• **Exercise description**:
Your response should reproduce every line of the entries that contains the word "black".
(Records provided begins)
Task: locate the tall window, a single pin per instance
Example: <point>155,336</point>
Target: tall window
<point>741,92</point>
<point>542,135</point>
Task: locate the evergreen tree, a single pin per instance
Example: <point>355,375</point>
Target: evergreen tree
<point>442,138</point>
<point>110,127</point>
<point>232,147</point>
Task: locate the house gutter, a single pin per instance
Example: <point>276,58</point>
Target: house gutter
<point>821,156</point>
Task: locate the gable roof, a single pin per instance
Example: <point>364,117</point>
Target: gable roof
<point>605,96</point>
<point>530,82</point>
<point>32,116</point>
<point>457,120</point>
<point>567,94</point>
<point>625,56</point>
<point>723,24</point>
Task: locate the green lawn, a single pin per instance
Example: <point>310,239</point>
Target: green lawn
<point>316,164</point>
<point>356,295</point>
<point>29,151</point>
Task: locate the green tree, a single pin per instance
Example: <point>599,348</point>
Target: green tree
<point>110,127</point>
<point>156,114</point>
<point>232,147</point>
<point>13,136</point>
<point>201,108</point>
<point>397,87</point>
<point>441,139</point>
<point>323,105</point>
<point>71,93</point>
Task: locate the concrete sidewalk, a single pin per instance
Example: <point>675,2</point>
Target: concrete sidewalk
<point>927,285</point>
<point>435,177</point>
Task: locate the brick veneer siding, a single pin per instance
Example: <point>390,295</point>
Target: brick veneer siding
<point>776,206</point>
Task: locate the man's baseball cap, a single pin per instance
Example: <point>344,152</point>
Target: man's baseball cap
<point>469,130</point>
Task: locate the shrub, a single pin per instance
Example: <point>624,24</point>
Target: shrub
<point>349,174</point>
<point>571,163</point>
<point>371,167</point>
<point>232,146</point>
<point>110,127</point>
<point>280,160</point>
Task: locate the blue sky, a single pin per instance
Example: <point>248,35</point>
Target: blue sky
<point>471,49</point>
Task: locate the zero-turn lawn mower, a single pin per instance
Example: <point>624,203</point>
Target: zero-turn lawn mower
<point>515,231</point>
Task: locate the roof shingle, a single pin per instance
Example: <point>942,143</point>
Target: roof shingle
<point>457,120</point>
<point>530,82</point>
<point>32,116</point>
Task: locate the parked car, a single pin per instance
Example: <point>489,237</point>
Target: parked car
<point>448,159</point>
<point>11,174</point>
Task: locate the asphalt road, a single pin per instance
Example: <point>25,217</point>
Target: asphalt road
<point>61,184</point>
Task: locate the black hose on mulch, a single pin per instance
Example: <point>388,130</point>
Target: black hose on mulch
(Records provided ends)
• **Task response**:
Task: locate the black hose on mulch, a single pin per instance
Target: black hose on mulch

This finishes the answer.